→ **Excerpt provided**:
-- START --
The concept of "diasystem" (in the 1990s called "Central South Slavic diasystem") in the SC area was introduced only in the 1971 by Dalibor Brozović specifically in order to deprecate the usage of the term Serbo-Croatian in a sense "collection of dialects used on the territory of Croatia, Bosnia and Herzegovina, Serbia and Montenegro". Th term Serbo-Croatian was thus used in both senses: either as a collection of dialects, or more specifically referring to the stylised Neoštokavian base used for Serbian and Croatian literary variants. Brozović's concept of "diasystem" has been challenged as invalid and disputed as completely arbitrary (e.g. he says in has Deset teza o hrvatskome jeziku written in 1971: Drugim riječima, taj jezik-dijasistem postoji samo zato što se kajkavski i čakavski dijalekti, kojima govore samo Hrvati, i torlački dijalekti, kojima govore samo Srbi, ne mogu po genetskim lingvističkim mjerilima odvajati od štokavskih dijalekata, kojima govore i Srbi i Crnogorci i bosanskohercegovački Muslimani i Hrvati. - which is, according to e.g. Matasović 2008, completely wrong), and is not generally accepted. Often people use it simply as a politically more correct alternative to Serbo-Croatian, regardless whether they agree with the linguistic legitimacy of the term itself.
-- END --
→ **Request 1**:
Answer these questions from the passage on the diasystem concept:
(a) In what year did Dalibor Brozović introduce the concept of "diasystem" in the SC area?
(b) What was the concept called in the 1990s?
(c) Which source is cited as judging Brozović's statement from Deset teza o hrvatskome jeziku completely wrong?
The records below have no connection to the passage on the diasystem concept.

→ **Records**:
-- START --
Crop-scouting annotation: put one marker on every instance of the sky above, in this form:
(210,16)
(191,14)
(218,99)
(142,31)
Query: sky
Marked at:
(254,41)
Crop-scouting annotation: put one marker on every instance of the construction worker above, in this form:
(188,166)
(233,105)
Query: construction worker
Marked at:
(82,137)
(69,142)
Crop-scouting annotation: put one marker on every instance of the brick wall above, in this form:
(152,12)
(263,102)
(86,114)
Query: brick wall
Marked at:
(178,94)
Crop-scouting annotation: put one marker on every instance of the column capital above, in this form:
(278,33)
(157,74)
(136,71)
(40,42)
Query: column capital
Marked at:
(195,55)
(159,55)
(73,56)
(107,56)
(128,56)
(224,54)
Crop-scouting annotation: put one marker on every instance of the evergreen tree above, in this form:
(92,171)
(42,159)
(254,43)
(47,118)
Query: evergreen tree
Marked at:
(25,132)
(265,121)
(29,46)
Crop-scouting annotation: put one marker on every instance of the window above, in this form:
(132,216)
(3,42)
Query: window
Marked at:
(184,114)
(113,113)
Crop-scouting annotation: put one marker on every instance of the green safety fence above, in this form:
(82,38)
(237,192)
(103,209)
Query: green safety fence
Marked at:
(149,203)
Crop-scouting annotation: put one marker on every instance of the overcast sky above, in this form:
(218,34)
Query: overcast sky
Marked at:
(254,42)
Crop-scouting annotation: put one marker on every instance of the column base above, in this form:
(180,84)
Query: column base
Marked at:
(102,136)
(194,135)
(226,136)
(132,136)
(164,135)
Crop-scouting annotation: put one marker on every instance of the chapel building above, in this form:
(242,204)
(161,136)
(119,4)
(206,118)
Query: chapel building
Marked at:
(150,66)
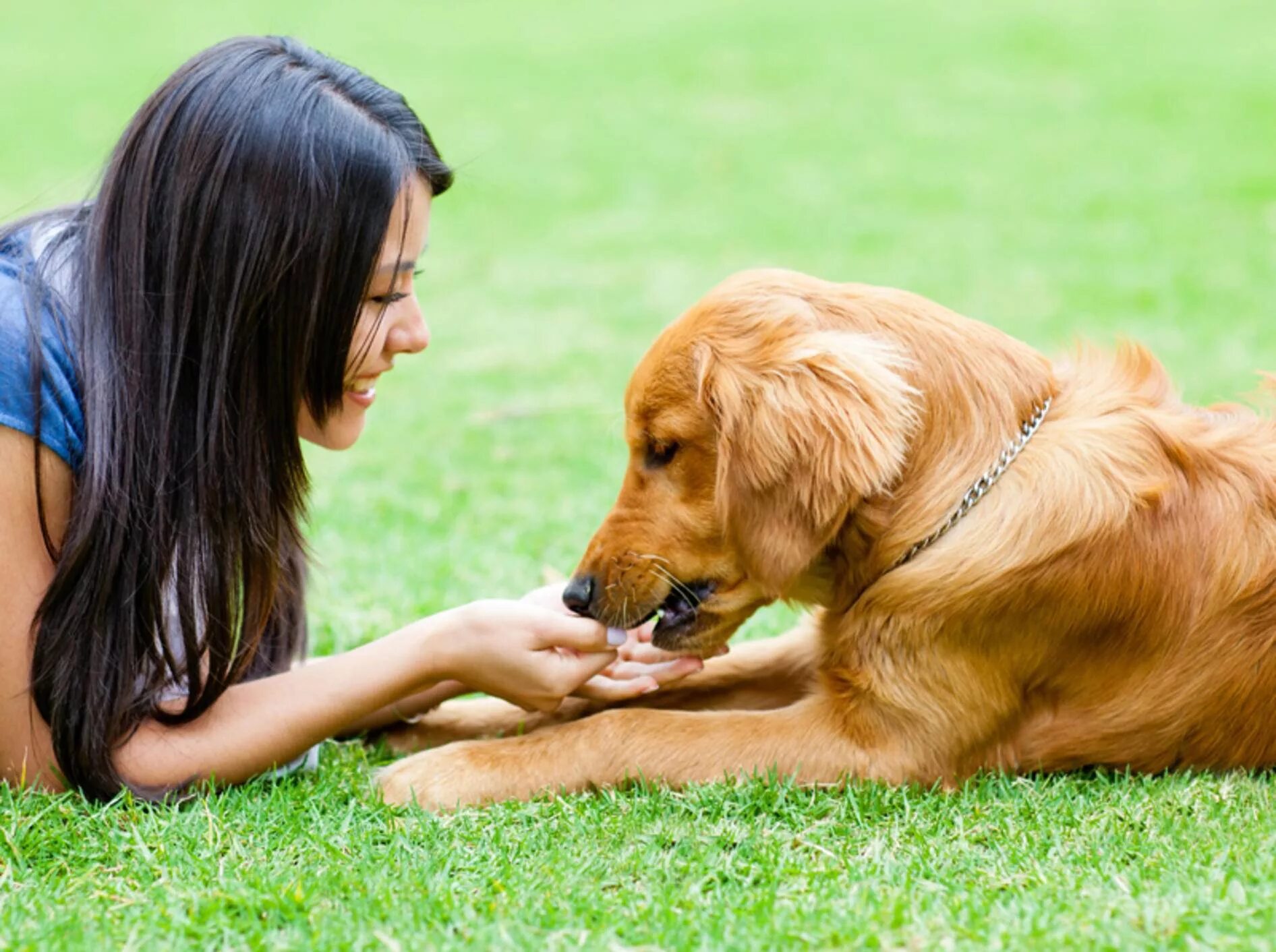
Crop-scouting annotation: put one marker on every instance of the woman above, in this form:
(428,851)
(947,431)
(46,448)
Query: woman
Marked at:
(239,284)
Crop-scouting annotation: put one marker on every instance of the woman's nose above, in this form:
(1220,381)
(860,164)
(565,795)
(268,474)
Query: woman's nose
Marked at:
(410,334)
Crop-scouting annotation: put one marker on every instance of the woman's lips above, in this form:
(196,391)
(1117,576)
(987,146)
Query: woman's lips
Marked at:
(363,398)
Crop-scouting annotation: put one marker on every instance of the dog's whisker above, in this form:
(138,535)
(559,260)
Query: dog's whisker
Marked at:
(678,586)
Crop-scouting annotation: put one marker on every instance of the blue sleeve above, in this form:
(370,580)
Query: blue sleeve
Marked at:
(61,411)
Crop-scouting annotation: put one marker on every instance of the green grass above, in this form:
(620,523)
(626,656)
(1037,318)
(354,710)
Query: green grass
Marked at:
-- END --
-- START --
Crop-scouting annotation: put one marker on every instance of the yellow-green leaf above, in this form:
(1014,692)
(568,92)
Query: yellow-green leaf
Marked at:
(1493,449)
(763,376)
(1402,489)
-- END --
-- START --
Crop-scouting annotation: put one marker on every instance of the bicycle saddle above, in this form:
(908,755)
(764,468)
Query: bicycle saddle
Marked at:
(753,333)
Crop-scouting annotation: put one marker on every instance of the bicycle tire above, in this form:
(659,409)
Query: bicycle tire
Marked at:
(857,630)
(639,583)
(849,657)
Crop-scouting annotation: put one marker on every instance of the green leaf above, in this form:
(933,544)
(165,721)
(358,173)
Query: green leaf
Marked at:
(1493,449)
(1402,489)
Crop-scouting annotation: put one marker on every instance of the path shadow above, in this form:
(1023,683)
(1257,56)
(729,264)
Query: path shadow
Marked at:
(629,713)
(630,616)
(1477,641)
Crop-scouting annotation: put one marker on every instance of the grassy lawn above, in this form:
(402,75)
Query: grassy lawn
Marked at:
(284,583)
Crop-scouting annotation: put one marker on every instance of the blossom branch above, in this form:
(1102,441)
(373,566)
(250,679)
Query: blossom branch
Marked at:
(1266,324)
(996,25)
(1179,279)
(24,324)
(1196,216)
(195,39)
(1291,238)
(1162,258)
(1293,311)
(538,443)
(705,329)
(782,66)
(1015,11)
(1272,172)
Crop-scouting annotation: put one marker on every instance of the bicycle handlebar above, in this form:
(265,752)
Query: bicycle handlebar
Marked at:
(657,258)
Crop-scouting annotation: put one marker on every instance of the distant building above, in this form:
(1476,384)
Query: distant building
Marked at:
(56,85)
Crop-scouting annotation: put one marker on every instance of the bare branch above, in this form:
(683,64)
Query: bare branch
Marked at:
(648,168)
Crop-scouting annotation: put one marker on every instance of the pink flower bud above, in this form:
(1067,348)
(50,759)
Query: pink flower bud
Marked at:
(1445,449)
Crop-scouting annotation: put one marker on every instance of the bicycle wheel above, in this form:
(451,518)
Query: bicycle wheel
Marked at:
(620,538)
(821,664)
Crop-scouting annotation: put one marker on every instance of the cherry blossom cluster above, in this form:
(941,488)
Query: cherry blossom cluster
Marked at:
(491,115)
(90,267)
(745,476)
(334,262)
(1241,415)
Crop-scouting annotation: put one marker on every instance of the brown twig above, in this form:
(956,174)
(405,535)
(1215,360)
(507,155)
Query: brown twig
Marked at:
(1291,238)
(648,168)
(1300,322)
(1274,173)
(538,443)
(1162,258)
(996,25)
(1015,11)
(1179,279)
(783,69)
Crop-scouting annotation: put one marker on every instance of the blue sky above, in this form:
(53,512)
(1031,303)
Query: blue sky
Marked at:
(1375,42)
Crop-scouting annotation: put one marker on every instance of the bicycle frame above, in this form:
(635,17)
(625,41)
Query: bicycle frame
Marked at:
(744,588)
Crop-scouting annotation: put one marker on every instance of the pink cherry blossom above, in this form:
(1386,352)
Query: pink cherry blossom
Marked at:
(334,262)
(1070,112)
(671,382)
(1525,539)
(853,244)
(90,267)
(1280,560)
-- END --
→ **Request 2**: Count the lines of the records that contain the string "building", treating case as significant, and give only that number.

→ **Written answer 1**:
(a) 1971
(b) "Central South Slavic diasystem"
(c) Matasović 2008

→ **Written answer 2**: 4